=== Instruction ===
Could you update the records below by replacing every "thickest part" with "widest part" and keeping everything else the same?

=== Material ===
■ ■ ■ ■

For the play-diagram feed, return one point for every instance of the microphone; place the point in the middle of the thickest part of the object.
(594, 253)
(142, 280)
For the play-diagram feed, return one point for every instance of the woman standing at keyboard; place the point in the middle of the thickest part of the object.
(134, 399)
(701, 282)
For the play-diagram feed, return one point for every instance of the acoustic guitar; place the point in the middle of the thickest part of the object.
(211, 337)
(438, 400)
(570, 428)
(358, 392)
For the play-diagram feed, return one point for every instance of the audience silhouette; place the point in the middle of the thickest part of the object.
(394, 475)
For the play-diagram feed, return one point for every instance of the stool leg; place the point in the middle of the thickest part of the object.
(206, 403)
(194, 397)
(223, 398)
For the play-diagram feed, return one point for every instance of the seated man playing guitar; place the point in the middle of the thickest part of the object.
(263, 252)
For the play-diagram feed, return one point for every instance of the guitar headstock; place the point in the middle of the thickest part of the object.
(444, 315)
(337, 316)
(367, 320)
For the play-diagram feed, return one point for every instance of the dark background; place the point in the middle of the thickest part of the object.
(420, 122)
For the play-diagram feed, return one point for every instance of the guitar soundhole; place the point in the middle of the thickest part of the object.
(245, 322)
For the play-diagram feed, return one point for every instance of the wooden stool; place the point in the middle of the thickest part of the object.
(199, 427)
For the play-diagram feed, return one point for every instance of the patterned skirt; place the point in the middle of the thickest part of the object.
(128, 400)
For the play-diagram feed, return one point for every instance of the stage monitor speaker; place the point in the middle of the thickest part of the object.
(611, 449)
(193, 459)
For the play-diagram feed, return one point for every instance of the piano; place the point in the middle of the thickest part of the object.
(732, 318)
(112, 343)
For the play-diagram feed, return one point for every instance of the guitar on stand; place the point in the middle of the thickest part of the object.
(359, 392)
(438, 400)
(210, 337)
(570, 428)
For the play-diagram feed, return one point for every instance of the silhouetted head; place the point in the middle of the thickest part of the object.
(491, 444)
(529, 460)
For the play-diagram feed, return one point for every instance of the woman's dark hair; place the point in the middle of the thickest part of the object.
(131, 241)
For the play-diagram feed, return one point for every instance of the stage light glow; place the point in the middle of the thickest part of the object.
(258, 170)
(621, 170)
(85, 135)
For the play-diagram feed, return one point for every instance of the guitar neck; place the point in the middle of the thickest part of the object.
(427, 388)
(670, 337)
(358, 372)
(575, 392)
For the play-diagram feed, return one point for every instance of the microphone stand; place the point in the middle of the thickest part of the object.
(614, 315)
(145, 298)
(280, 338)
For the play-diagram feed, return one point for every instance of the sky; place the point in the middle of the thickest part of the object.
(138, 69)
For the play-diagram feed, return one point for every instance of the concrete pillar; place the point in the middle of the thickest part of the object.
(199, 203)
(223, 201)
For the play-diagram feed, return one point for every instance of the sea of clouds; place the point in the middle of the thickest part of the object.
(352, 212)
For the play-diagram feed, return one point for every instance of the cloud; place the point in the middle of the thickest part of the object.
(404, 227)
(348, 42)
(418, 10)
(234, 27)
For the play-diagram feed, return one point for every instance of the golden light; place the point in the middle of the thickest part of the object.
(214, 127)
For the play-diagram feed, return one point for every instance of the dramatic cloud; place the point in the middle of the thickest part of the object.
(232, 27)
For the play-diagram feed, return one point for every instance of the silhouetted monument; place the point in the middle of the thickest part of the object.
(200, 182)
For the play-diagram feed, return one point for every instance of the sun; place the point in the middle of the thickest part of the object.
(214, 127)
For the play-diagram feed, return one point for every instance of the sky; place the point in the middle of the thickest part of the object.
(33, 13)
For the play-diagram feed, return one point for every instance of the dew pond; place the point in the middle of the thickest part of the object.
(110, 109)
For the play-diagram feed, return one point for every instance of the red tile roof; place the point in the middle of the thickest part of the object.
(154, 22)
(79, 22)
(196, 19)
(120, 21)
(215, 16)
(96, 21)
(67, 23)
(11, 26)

■ ■ ■ ■

=== Worked solution ===
For the play-diagram feed, return one point for every instance of the microphone; place the point in the middle of the widest part of the object.
(594, 253)
(142, 280)
For the play-diagram feed, return one point for every instance of the woman standing at keyboard; place the point in the middle of the widest part of the object.
(134, 399)
(701, 282)
For the play-diagram feed, return one point for every instance of the acoustic guitar; place the point in the middle of the widest part of the object.
(211, 337)
(438, 400)
(570, 428)
(358, 392)
For the play-diagram feed, return one point for every instance of the audience silhouette; place the point in the middle of the widest part of the object.
(394, 475)
For the play-diagram feed, return one point for every instance of the stool leg; place the point in the middle of the widest part of the object.
(206, 403)
(194, 397)
(223, 398)
For the play-diagram feed, return one point for every instance of the seated man playing guitar; place the point in the middle of the widest part of the object.
(263, 252)
For the play-diagram feed, return one point for every instance of the guitar headstock; place the point in the middle of the widest part of the object.
(444, 315)
(337, 316)
(367, 320)
For the play-diagram feed, return one point for every instance of the dark background; place the point in the middle of the widest part of the object.
(420, 122)
For the play-diagram feed, return one point for every instance of the guitar soundhole; place the point in the middle of the widest part of the object.
(245, 322)
For the play-diagram feed, return one point for every instance of the wooden stool; place the point in the middle of the widest part of the object.
(199, 427)
For the play-diagram feed, return one point for every instance of the patterned skirt; place the point in the middle of the widest part of the object.
(128, 400)
For the play-diagram feed, return one point for every instance of the stage monitor speaker; place the point in the middle of the widest part of the object.
(611, 449)
(193, 459)
For the play-diagram feed, return one point for every instance of the piano; place the point in the middle of the widest part of the object.
(732, 318)
(112, 343)
For the play-diagram feed, return one point for every instance of the guitar on stand; place the point in the middle of the widest part of the object.
(359, 392)
(438, 400)
(210, 337)
(570, 428)
For the play-diagram feed, return one point for every instance of the silhouetted head; place the point in the middle of the widest part of the object.
(491, 444)
(529, 460)
For the play-diagram feed, return one point for every instance of the woman's dark hair; place the point in the middle of the widest part of the object.
(131, 241)
For the play-diagram feed, return one point for every instance of the stage light glow; place the point in the middle of the widest part of the object.
(258, 170)
(621, 170)
(85, 135)
For the play-diagram feed, return one point for every instance of the guitar neck; place the point in the middle of the widest part of the object.
(427, 388)
(670, 337)
(358, 372)
(575, 392)
For the play-diagram feed, return one point for every instance of the microphone stand; place the point in the middle of the widest part of the object.
(614, 315)
(145, 298)
(280, 338)
For the play-diagram feed, return one point for every instance of the sky; place the point in the middle of the widest part of the object.
(138, 69)
For the play-diagram feed, return one point for every instance of the concrete pillar; place the point in the middle of the widest part of the object.
(199, 203)
(223, 201)
For the play-diagram feed, return one point for every instance of the sea of clouds; place the point in the middle of the widest part of the object.
(352, 212)
For the play-diagram feed, return one point for every instance of the cloud; place the point in the middle of the widest part of the object.
(404, 227)
(348, 42)
(418, 10)
(234, 27)
For the play-diagram feed, return one point for every instance of the golden light; place the point in the middle of the widest part of the object.
(214, 127)
For the play-diagram feed, return one point for every instance of the dramatic cloud; place the point in the middle of the widest part of the object.
(232, 27)
For the play-diagram feed, return one point for every instance of the silhouetted monument; place the point in the middle of the widest part of the object.
(200, 182)
For the play-diagram feed, return one point for every instance of the sun; place the point in the middle of the widest part of the object.
(214, 127)
For the play-diagram feed, return one point for every instance of the sky; place the point in the middle of the widest part of the object.
(33, 13)
For the play-diagram feed, return one point for every instance of the dew pond; place the point in the middle of the widest part of the object.
(110, 109)
For the play-diagram feed, return one point for every instance of the red tile roof; place the point in the middle of the widest part of the object.
(154, 22)
(79, 22)
(196, 19)
(120, 21)
(215, 16)
(96, 21)
(67, 23)
(11, 26)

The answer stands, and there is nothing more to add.